Don’t Skate on Thin Ice - Co Poisoning at Ice Rinks
If you were asked to name some places where carbon monoxide (CO poisoning) may occur, your first thought may be places like hotels and commercial kitchens, as well as people’s homes. However, CO poisoning can take place in venues you may have not thought of before, like an ice rink.
Indoor ice rinks are big business in the United States and Canada, with over 4,500 rinks between the two countries (statista.com). Not only can people lace up their skates for some recreational skating, but they can watch ice hockey games too.
So.. Where does the danger of co poisoning come from?
Ice resurfacing machines (often know as ‘Zambonis’) are used on a regular basis to keep the ice on the rink smooth. These machines are powered by diesel, gas or propane. If these fuels are incompletely burned, carbon monoxide is generated. As the ice resurfacing machines work in enclosed spaces, the gas does not have opportunity to ventilate, and can build up over time.
Carbon monoxide poisoning can cause health problems for humans even in low concentrations. Initial symptoms include dizziness, nausea, tiredness and confusion. If exposure is prolonged, blood is no longer able to carry oxygen around the body, potentially causing brain damage, heart disease or even death.
A recent incident saw 19 university hockey players from Wentzville, Missouri taken to hospital to be treated for carbon monoxide poisoning after they reported feeling sick after a game. Firefighters tested the arena and found CO concentrations of 200 parts per million (ppm). OSHA recommend a maximum exposure rate of 35ppm over an eight-hour period.
Thankfully, all players were released from hospital unharmed, but it could have been a very different story.

........

Complete the following →
[A] Decide whether each statement agrees with the ice rink article, and back each yes or no with the deciding words quoted exactly: (i) ice resurfacing machines can run on propane; (ii) firefighters measured carbon monoxide at 35 ppm in the arena; (iii) some of the hockey players died.
[B] Extract everything in the ice rink article from "Indoor ice rinks" down to "up over time.".
Use only the ice rink article and nothing else.

Provided information →
........

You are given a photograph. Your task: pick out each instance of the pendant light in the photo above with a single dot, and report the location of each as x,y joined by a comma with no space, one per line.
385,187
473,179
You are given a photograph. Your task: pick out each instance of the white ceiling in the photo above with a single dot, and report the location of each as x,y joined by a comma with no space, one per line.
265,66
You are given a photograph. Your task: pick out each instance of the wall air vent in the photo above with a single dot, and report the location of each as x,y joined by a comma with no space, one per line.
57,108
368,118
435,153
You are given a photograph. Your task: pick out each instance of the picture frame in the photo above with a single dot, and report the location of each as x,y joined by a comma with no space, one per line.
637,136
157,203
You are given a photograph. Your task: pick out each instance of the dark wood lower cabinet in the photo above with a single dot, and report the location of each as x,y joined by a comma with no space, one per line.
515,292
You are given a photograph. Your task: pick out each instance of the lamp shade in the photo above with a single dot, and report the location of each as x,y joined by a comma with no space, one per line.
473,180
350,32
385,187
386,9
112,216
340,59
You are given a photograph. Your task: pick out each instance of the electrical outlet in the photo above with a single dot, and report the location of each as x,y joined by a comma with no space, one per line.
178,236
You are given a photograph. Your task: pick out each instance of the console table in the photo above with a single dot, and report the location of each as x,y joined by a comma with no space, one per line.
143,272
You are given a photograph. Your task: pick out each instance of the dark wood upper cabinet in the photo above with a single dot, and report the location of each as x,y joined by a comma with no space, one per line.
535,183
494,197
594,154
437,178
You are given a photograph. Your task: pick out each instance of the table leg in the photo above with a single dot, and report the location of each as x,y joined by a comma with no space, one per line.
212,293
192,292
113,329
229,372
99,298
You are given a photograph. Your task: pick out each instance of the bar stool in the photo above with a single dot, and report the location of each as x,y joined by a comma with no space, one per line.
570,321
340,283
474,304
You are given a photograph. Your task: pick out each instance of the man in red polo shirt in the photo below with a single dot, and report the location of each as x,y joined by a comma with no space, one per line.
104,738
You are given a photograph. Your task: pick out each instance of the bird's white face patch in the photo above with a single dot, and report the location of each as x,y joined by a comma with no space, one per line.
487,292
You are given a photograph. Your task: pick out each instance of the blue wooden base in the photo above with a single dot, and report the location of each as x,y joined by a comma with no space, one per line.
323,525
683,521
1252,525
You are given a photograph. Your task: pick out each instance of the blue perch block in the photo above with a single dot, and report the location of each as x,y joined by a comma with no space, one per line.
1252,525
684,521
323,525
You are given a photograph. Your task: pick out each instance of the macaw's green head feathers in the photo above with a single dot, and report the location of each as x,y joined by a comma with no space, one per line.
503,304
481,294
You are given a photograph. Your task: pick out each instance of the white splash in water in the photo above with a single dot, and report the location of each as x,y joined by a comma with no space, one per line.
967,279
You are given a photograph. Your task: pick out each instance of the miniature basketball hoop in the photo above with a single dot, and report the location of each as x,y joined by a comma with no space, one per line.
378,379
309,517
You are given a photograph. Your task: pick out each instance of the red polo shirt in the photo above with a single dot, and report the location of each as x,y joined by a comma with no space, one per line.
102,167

........

List of answers →
[A]
(i) Yes: "These machines are powered by diesel, gas or propane."
(ii) No: "Firefighters tested the arena and found CO concentrations of 200 parts per million (ppm)."
(iii) No: "Thankfully, all players were released from hospital unharmed"

[B]
Indoor ice rinks are big business in the United States and Canada, with over 4,500 rinks between the two countries (statista.com). Not only can people lace up their skates for some recreational skating, but they can watch ice hockey games too.
So.. Where does the danger of co poisoning come from?
Ice resurfacing machines (often know as ‘Zambonis’) are used on a regular basis to keep the ice on the rink smooth. These machines are powered by diesel, gas or propane. If these fuels are incompletely burned, carbon monoxide is generated. As the ice resurfacing machines work in enclosed spaces, the gas does not have opportunity to ventilate, and can build up over time.